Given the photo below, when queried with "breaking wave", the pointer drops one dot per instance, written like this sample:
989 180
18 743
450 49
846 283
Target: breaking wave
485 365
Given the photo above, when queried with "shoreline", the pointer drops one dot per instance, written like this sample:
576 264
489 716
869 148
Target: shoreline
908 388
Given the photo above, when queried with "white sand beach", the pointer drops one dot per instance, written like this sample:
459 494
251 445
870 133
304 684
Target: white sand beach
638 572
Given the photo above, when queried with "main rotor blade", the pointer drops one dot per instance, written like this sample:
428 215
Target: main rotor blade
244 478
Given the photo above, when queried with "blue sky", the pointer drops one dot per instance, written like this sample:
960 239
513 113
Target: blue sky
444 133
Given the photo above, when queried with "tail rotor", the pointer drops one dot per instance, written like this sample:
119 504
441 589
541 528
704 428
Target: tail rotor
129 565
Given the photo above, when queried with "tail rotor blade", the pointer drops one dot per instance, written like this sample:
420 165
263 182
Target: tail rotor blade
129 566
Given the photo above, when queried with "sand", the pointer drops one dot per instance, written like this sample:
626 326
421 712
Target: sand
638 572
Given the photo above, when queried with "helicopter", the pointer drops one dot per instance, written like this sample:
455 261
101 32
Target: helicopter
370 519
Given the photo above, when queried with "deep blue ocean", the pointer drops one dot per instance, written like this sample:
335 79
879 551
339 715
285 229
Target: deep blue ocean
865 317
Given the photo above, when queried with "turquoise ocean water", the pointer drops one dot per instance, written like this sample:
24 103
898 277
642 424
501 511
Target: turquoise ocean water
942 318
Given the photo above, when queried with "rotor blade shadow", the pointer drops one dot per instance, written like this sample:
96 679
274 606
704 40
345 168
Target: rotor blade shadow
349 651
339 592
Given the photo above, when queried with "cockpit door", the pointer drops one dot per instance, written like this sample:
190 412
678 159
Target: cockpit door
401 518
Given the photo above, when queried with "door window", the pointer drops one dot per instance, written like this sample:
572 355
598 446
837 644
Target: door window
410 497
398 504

****************************************

The task
Set down all the data exactly as given.

Solution for this problem
Given the photo below, when queried with "breaking wave", the pointer drops one dot per instance, written like this sample:
989 180
18 743
450 49
846 283
Target: breaking wave
485 365
Given the photo above, when queried with "shoreline", the pointer drops one dot per instance, written like this sample:
576 264
489 716
869 148
Target: shoreline
908 388
Given the photo above, when queried with "white sand beach", the pointer drops one dot per instance, written like this sample:
459 494
251 445
870 133
304 684
Target: white sand beach
638 572
Given the photo above, when queried with "main rotor blade", the pointer drops one dot per instance, written like this sample:
428 215
Target: main rotor blade
244 478
Given the photo above, when queried with "blue sky", the pointer drops one dot per instance, written like this sample:
960 239
513 113
Target: blue sky
444 133
Given the photo above, when queried with "tail rotor", the pointer drops one dot per instance, written like this sample:
119 504
441 589
541 528
704 428
Target: tail rotor
129 565
Given the photo above, when queried with "tail rotor blade", the pointer drops one dot per instance, written like this sample:
420 165
263 182
Target: tail rotor blade
129 566
Given the photo above, when queried with "sand", the pointer drops one dot per instance, written like this sample:
626 326
421 712
Target: sand
638 572
Given the photo above, when queried with "helicopter", the pointer drops one dot per instance, written like this sample:
455 261
101 32
Target: helicopter
370 519
Given the photo above, when queried with "deep blue ocean", the pointer drops one dot per instance, written like this sample:
335 79
879 551
339 715
285 229
Target: deep blue ocean
865 317
Given the photo above, when queried with "turquoise ocean water", the pointer drops one dot per instance, written like this sample:
24 103
898 277
642 424
501 511
Target: turquoise ocean water
942 318
Given the photo above, when queried with "rotor blade shadow", the pointer drops one dot per instance, written like this sample:
96 679
274 606
704 40
345 168
Target: rotor blade shadow
349 651
339 592
Given the photo above, when queried with "cockpit door", the pointer drops one dot per instance, written like this sample:
190 412
678 159
Target: cockpit door
401 518
Given the photo above, when queried with "door window", the pointer drops one dot per instance, written like this sample:
572 355
598 446
837 644
Target: door window
410 497
398 504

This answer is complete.